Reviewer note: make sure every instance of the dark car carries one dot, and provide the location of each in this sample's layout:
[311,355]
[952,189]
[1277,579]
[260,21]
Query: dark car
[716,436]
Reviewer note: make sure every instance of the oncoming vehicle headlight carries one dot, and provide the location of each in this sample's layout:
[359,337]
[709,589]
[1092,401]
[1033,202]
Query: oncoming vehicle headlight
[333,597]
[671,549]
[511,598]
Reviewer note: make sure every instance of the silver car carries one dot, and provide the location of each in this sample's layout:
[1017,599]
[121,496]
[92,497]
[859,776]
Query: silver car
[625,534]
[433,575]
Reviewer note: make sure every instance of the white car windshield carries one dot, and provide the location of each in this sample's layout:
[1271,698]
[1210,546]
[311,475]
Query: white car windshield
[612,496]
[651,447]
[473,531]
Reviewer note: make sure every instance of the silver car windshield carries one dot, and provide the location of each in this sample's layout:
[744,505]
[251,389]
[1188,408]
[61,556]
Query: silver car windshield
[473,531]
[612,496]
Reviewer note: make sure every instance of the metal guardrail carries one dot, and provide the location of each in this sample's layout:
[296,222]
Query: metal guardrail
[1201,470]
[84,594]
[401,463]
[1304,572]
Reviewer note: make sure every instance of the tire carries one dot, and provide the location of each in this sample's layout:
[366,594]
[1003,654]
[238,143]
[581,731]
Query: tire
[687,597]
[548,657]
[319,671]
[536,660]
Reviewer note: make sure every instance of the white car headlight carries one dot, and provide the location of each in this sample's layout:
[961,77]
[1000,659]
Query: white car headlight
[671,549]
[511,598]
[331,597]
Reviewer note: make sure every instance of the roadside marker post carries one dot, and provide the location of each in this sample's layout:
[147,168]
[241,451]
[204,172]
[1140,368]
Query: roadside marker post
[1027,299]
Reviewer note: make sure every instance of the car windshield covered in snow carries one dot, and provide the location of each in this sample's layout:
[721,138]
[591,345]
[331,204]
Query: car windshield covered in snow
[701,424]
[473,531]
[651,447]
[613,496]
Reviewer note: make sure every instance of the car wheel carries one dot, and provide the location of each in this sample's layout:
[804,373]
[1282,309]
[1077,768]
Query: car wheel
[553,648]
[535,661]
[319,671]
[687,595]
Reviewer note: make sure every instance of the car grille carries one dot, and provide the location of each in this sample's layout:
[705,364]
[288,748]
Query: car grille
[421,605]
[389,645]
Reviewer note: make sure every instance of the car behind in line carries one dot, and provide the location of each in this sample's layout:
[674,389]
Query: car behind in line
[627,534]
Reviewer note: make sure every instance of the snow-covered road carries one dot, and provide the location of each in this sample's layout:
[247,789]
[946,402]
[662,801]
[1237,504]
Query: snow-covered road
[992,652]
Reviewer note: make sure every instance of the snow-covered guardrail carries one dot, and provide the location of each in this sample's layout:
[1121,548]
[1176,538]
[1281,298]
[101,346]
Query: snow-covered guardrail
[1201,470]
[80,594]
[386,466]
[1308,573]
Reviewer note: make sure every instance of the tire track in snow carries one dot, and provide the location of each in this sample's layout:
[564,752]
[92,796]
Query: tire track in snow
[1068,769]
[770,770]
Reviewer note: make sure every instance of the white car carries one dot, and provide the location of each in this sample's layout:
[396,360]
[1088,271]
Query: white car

________________

**WRITTEN INSTRUCTION**
Format every line of the records above as a Markdown table with two columns, Entry and Text. Put the row number in Entry and the line in Text, and leave out blank lines.

**WRITTEN ANSWER**
| Entry | Text |
|---|---|
| 1 | Reviewer note: make sure every instance of the dark car carries one dot, and provide the location of each in this sample's layout: |
| 2 | [311,355] |
| 3 | [952,189] |
| 4 | [1277,579] |
| 5 | [260,21] |
| 6 | Query: dark car |
| 7 | [716,436] |
| 8 | Reviewer note: make sure every instance of the oncoming vehicle headlight carries one dot, and provide the location of each in this sample's layout: |
| 9 | [359,337] |
| 10 | [709,589] |
| 11 | [1092,401] |
| 12 | [1033,202] |
| 13 | Query: oncoming vehicle headlight |
| 14 | [333,597] |
| 15 | [671,549] |
| 16 | [511,598] |
| 17 | Reviewer note: make sure every instance of the silver car carries one dot, and provide the location of each in this sample's layout: |
| 18 | [1017,599] |
| 19 | [121,496] |
| 20 | [92,497] |
| 21 | [859,776] |
| 22 | Query: silver car |
| 23 | [625,534] |
| 24 | [433,575] |
| 25 | Reviewer note: make sure every instance of the white car windshield carries one dot, and provide the location of each in this sample's layout: |
| 26 | [1271,698] |
| 27 | [1210,546] |
| 28 | [311,475] |
| 29 | Query: white car windshield |
| 30 | [612,496] |
| 31 | [651,447] |
| 32 | [473,531] |
| 33 | Reviewer note: make sure every instance of the silver car windshield carries one dot, and provide the location of each in this sample's layout: |
| 34 | [744,505] |
| 35 | [251,389] |
| 36 | [1188,408] |
| 37 | [61,556] |
| 38 | Query: silver car windshield |
| 39 | [473,531] |
| 40 | [612,496] |
| 41 | Reviewer note: make sure every instance of the metal guardrail carries one dot, and provide the location of each in this sample's layout: |
| 42 | [296,222] |
| 43 | Query: metal guardrail |
| 44 | [1201,470] |
| 45 | [84,594] |
| 46 | [401,463] |
| 47 | [1304,572] |
| 48 | Reviewer note: make sure every instance of the tire carries one dot, and provide the location of each in this sample's layout: |
| 49 | [366,594] |
| 50 | [1003,654] |
| 51 | [238,143] |
| 52 | [581,731] |
| 53 | Query: tire |
| 54 | [687,597] |
| 55 | [548,657] |
| 56 | [319,671] |
| 57 | [536,660] |
| 58 | Reviewer note: make sure every instance of the white car headlight carries one dot, and provide the location of each in this sample's layout: |
| 59 | [961,77] |
| 60 | [1000,659] |
| 61 | Query: white car headlight |
| 62 | [671,549] |
| 63 | [511,598] |
| 64 | [331,597] |
| 65 | Reviewer note: make sure every instance of the roadside marker post carries one dot, and provide the location of each in this sample's layout: |
| 66 | [147,168] |
| 67 | [241,451] |
| 68 | [204,172] |
| 69 | [1140,368] |
| 70 | Query: roadside marker post |
| 71 | [1027,299] |
| 72 | Reviewer note: make sure every instance of the car windshield covered in snow carries one dot, and provide the location of each in this sample's layout: |
| 73 | [721,138] |
| 74 | [591,345] |
| 75 | [331,204] |
| 76 | Query: car windshield covered in snow |
| 77 | [701,424] |
| 78 | [473,531] |
| 79 | [651,447] |
| 80 | [613,496] |
| 81 | Reviewer note: make sure every instance of the car wheel carries one dot, and provide the location of each in this sample's layout: |
| 82 | [804,373] |
| 83 | [1282,309] |
| 84 | [1077,768] |
| 85 | Query: car wheel |
| 86 | [553,648] |
| 87 | [535,661] |
| 88 | [319,671] |
| 89 | [687,595] |
| 90 | Reviewer note: make sure every instance of the car grille carries one dot, and provide the location of each in this sample's layout: |
| 91 | [705,364] |
| 92 | [288,748] |
| 93 | Query: car grille |
| 94 | [421,605] |
| 95 | [389,645] |
| 96 | Reviewer note: make sure every instance of the car behind in line carries one dot, and provide the location of each in this sample's layout: |
| 97 | [674,389] |
| 98 | Query: car behind in line |
| 99 | [627,534] |
| 100 | Reviewer note: make sure every instance of the snow-covered road carries one dot, and provide the location of each in this sample's layout: |
| 101 | [247,789] |
| 102 | [946,402] |
| 103 | [662,801] |
| 104 | [1237,504] |
| 105 | Query: snow-covered road |
| 106 | [992,652] |
| 107 | Reviewer note: make sure every instance of the snow-covered guardrail carries one dot, and provide the location of each in this sample's layout: |
| 108 | [1121,548] |
| 109 | [1176,538] |
| 110 | [1281,298] |
| 111 | [101,346] |
| 112 | Query: snow-covered guardrail |
| 113 | [1201,470] |
| 114 | [80,594] |
| 115 | [386,466] |
| 116 | [1308,573] |
| 117 | Reviewer note: make sure every instance of the tire track in snow carries one dot, and provide the location of each in this sample's layout: |
| 118 | [564,752] |
| 119 | [92,796] |
| 120 | Query: tire track in snow |
| 121 | [1068,769] |
| 122 | [770,770] |
| 123 | Reviewer note: make sure every instance of the white car carries one dot, and provide the location of each in this sample's layout: |
| 124 | [396,360] |
| 125 | [1088,271] |
| 126 | Query: white car |